● Passage provided
▬▬▬
Thorac cardiovasc Surg
DOI: 10.1055/s-0037-1603205
Original Cardiovascular
Georg Thieme Verlag KG Stuttgart · New York

Low Fibrinogen Is Associated with Increased Bleeding-Related Re-exploration after Cardiac Surgery

Yasin Essa1, Natig Zeynalov1, Tim Sandhaus1, Michael Hofmann2, Thomas Lehmann3, Torsten Doenst1
  • 1Department of Cardiothoracic Surgery, Friedrich Schiller University of Jena, Jena, Germany
  • 2Department of Anaesthesiology and Critical Care Medicine, Jena University Hospital, Friedrich Schiller University of Jena, Jena, Germany
  • 3Institute of Medical Statistics, Computer Sciences and Documentation, Friedrich Schiller University of Jena, Jena, Germany
Further Information

Publication History

13 November 2016

10 April 2017

Publication Date:
16 May 2017 (eFirst)
▬▬▬
● Provided records

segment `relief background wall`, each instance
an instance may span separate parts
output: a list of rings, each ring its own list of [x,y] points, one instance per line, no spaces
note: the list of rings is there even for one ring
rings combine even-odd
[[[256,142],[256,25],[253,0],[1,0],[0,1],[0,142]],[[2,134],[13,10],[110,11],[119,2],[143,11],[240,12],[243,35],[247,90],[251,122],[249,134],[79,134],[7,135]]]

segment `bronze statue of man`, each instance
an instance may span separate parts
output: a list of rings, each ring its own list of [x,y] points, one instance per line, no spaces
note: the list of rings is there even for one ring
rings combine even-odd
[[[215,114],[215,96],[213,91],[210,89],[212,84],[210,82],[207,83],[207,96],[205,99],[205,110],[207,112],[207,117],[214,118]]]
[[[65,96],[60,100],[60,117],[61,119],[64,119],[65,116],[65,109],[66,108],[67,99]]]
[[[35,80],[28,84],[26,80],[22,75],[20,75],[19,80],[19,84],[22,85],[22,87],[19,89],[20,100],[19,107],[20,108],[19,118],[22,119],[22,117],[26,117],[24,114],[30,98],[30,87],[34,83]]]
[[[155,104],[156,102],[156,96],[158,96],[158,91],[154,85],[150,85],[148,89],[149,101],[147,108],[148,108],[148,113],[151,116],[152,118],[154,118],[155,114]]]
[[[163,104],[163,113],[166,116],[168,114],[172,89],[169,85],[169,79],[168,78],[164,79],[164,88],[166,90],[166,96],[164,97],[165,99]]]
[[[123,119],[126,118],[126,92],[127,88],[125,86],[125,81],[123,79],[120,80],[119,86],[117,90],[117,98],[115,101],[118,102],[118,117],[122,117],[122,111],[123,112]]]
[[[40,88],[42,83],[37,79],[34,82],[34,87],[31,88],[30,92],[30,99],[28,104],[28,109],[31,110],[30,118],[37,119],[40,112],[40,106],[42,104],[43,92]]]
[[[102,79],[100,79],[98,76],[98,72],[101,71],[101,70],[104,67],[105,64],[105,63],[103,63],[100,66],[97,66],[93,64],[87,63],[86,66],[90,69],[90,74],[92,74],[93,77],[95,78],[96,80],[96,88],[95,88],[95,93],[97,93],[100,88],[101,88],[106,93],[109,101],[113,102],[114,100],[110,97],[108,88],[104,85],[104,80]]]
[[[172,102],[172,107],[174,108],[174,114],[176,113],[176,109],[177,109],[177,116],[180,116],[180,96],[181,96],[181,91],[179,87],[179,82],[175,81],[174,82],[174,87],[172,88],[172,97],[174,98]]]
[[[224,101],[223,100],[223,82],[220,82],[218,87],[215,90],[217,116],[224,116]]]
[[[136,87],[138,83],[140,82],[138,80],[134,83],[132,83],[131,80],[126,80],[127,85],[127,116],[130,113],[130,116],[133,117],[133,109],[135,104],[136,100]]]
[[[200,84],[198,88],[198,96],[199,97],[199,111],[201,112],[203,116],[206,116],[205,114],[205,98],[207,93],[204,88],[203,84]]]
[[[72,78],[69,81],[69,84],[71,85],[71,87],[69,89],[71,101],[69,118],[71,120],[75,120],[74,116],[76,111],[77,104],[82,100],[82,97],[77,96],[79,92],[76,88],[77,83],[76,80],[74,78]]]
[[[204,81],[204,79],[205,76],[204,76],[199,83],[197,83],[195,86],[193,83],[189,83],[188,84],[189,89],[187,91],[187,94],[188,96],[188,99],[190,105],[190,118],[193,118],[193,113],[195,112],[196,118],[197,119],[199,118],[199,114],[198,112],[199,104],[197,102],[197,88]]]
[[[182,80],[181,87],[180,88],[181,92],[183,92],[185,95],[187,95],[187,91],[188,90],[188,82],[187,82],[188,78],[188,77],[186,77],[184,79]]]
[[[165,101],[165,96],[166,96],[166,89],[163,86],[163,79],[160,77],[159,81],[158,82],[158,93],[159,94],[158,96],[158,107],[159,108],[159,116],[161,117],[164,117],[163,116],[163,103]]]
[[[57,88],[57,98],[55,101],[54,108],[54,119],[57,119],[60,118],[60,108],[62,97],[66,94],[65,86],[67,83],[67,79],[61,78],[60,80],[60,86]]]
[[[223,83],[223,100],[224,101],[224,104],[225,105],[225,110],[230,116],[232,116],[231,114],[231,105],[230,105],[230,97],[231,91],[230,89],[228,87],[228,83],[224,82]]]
▬▬▬
● Task set
**A)** According to the article header, on what date was the article published in its eFirst version?
**B)** Quote the article header exactly, beginning at the words "Yasin Essa1, Natig" and stopping after the words "May 2017 (eFirst)".

● Expected outputs
**A)** 16 May 2017

**B)**
Yasin Essa1, Natig Zeynalov1, Tim Sandhaus1, Michael Hofmann2, Thomas Lehmann3, Torsten Doenst1
  • 1Department of Cardiothoracic Surgery, Friedrich Schiller University of Jena, Jena, Germany
  • 2Department of Anaesthesiology and Critical Care Medicine, Jena University Hospital, Friedrich Schiller University of Jena, Jena, Germany
  • 3Institute of Medical Statistics, Computer Sciences and Documentation, Friedrich Schiller University of Jena, Jena, Germany
Further Information

Publication History

13 November 2016

10 April 2017

Publication Date:
16 May 2017 (eFirst)